§ Stated exercise
Please copy the items from the line that has "Practice. Pick out the blue" through the line that has "Target: red roof tile", and put "Goal" wherever "Target" appears, leaving the rest unchanged.

[Part of a data file]
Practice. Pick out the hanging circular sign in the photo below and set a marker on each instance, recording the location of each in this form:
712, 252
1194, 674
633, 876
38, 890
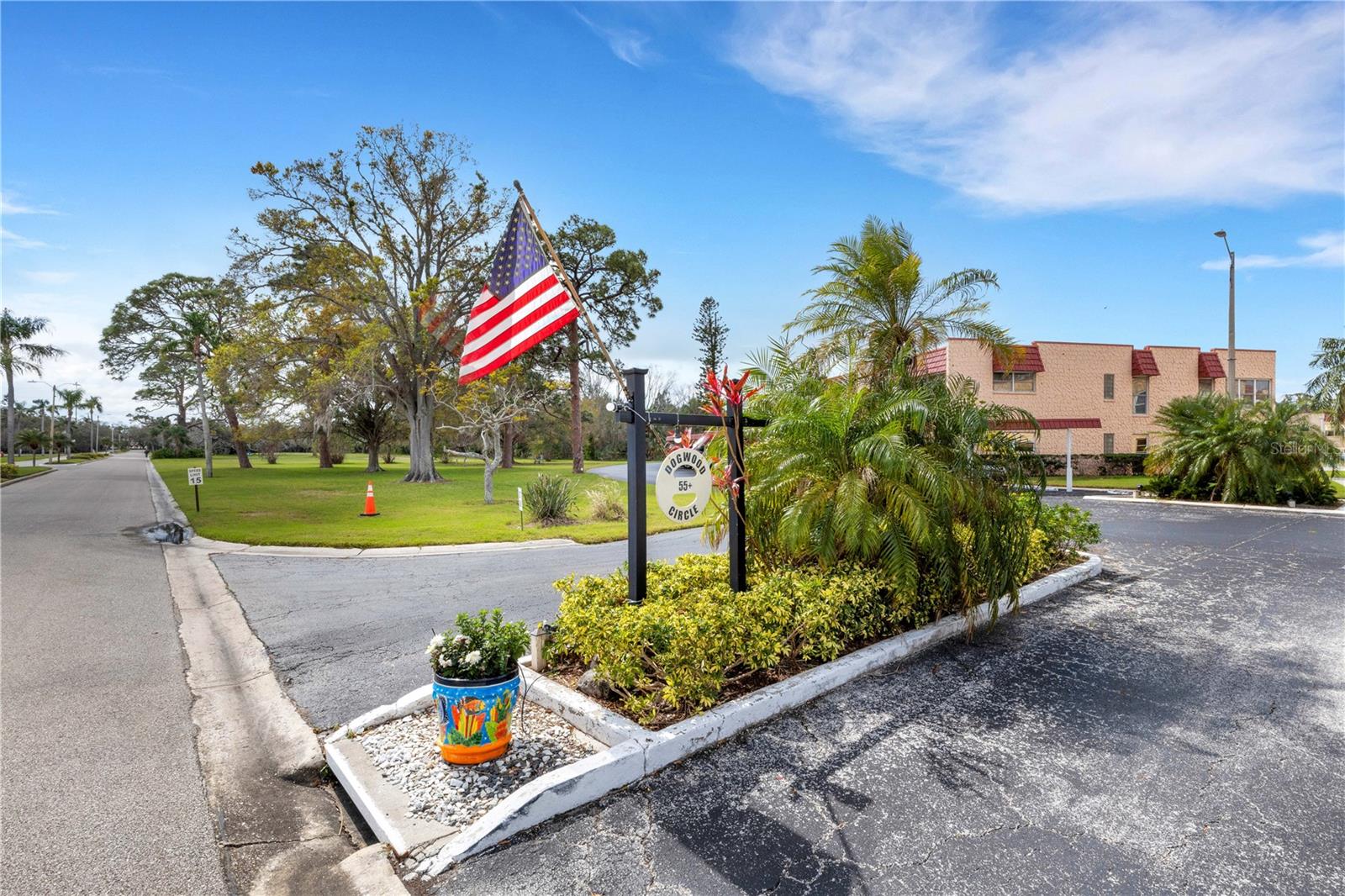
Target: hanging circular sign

---

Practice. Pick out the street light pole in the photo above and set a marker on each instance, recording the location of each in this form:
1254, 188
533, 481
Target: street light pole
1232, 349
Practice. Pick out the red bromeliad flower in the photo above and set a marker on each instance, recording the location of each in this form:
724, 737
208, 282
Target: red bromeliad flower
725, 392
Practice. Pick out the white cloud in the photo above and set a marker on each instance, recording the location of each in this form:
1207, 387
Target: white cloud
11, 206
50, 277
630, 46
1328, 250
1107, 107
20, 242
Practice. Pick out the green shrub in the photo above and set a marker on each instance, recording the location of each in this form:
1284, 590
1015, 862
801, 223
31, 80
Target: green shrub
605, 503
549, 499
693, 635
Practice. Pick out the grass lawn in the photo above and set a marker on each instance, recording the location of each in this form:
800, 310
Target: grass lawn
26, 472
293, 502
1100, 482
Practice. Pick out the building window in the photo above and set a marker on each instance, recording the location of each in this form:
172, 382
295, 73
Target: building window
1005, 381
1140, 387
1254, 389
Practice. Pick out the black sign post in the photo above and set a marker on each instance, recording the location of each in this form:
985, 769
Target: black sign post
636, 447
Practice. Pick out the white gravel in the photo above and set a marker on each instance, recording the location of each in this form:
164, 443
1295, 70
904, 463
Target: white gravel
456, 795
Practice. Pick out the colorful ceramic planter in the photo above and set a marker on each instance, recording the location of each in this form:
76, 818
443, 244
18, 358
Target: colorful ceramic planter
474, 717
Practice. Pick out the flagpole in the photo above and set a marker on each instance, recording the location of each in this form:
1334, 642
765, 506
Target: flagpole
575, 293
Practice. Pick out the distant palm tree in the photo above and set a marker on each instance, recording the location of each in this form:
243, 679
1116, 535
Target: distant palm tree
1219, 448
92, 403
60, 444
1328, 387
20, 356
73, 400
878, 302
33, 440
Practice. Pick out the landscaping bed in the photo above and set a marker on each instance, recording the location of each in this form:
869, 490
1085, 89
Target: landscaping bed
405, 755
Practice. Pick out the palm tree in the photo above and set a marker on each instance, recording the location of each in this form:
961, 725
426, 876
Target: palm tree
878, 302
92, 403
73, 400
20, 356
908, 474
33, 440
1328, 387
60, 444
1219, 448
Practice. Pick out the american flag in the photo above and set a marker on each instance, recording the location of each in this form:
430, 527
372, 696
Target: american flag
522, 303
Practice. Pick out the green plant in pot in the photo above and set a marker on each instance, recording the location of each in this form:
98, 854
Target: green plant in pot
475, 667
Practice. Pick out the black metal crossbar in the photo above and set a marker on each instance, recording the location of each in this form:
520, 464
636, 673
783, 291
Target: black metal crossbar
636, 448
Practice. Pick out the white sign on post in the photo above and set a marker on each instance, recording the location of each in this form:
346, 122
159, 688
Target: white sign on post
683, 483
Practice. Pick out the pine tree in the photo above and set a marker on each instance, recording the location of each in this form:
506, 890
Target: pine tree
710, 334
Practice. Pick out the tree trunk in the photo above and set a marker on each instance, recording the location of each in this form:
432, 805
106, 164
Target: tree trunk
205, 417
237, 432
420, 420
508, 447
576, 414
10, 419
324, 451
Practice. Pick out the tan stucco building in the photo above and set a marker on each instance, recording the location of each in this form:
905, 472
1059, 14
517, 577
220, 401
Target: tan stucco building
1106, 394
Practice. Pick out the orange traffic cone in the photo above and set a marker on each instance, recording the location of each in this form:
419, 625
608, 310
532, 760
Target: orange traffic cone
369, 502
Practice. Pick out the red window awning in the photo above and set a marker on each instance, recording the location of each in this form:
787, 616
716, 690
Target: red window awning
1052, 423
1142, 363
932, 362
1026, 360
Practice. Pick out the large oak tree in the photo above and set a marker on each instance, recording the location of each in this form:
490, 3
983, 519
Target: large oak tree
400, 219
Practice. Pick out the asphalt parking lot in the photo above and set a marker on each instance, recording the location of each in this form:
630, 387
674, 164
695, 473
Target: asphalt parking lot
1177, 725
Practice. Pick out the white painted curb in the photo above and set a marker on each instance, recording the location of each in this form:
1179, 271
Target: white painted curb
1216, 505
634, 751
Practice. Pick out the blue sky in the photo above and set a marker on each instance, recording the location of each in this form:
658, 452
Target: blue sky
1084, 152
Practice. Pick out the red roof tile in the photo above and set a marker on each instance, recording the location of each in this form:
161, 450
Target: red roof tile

§ Answer
Practice. Pick out the blue sky in the photo above and set a marker on each instance, recording the location of each in this form:
658, 452
Goal: blue sky
1084, 152
Practice. Pick out the red roof tile in the photo above and set a marker on each instance, recording the location of each in this form:
161, 450
Goal: red roof tile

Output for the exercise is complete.